Rows from a pointing dataset
[start]
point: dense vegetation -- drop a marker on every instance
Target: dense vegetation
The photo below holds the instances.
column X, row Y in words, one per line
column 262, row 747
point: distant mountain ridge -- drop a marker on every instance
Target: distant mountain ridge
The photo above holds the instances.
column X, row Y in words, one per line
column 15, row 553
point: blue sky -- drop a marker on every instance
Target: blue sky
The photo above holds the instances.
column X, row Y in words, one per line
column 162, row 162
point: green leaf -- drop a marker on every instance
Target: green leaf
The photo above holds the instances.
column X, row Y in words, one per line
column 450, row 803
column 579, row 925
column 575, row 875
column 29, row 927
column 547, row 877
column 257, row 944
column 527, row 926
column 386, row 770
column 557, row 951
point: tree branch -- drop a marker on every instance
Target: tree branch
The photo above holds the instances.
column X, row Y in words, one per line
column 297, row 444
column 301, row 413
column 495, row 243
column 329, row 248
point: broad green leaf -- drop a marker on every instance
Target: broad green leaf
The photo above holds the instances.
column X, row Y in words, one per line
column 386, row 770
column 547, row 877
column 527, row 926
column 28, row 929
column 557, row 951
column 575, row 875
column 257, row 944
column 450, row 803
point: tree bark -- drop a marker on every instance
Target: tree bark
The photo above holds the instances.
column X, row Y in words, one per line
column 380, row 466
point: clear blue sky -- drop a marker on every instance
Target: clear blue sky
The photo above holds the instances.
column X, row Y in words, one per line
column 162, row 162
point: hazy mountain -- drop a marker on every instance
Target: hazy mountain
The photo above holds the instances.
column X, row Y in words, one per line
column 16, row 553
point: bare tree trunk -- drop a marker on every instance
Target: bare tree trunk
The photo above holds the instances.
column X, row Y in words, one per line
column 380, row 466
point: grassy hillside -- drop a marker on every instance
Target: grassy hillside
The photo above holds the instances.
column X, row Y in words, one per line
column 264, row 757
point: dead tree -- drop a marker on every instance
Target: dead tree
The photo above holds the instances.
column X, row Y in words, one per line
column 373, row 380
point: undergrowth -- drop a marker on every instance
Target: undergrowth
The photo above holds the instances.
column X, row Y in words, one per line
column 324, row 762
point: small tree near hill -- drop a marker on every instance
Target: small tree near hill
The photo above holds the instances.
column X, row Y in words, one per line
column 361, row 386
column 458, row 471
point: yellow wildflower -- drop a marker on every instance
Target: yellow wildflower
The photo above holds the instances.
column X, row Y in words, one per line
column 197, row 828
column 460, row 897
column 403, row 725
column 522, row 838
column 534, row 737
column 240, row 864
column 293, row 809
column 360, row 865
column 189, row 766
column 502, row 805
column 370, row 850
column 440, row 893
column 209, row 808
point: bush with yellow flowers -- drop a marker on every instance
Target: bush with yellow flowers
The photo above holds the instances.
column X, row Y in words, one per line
[end]
[start]
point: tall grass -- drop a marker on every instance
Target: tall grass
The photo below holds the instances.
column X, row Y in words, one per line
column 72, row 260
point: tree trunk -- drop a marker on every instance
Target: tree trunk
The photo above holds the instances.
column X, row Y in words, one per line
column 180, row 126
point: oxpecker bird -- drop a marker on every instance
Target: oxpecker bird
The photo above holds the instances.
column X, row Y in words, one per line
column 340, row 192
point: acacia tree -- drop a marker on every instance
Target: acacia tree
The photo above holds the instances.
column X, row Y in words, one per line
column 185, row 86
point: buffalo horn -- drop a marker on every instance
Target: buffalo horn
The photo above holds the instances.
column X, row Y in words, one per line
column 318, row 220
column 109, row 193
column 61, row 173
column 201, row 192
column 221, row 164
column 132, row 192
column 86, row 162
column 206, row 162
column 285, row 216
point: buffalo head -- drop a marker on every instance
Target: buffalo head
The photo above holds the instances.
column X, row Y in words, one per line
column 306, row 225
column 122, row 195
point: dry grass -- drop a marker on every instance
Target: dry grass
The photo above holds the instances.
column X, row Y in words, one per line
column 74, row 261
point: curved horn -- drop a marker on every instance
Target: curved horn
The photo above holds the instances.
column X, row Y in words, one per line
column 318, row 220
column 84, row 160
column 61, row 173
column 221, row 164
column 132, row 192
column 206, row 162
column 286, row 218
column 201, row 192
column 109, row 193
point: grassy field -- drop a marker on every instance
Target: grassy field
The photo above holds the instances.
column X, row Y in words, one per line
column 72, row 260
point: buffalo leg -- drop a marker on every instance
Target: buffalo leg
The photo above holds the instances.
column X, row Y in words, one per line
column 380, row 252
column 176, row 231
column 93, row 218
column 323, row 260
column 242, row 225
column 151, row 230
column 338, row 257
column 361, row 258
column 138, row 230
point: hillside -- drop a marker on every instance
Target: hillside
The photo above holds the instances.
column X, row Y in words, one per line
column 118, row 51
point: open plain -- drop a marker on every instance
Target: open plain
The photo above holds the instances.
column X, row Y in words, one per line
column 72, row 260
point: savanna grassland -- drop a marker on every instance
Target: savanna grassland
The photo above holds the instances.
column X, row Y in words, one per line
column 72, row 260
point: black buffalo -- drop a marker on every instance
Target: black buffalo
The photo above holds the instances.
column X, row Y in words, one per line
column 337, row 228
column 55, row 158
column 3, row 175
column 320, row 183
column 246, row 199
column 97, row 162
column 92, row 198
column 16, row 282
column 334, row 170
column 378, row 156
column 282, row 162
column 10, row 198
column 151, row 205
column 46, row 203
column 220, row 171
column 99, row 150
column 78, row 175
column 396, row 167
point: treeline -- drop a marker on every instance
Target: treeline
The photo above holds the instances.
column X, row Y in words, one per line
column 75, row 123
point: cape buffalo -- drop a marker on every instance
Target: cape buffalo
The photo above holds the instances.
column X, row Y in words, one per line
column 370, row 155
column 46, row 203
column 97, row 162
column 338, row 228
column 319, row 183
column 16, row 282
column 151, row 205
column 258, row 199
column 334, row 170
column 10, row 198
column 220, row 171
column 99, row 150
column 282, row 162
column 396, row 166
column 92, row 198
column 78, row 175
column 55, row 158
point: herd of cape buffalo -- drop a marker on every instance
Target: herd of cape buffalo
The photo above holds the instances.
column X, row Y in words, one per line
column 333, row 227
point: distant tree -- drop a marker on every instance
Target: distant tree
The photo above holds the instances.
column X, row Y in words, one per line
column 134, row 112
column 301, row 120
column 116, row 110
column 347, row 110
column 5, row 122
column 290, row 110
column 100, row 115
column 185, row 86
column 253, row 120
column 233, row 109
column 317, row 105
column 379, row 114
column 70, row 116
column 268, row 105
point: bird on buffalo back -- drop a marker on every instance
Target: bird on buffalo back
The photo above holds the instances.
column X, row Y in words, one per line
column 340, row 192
[end]
● **WORK INSTRUCTIONS**
Report every line of the material above that contains the word "blue", copying each such line in full.

● **ANSWER TO THE TASK**
point: blue sky -- drop a marker on every instance
Target: blue sky
point: clear blue sky -- drop a marker on every instance
Target: clear blue sky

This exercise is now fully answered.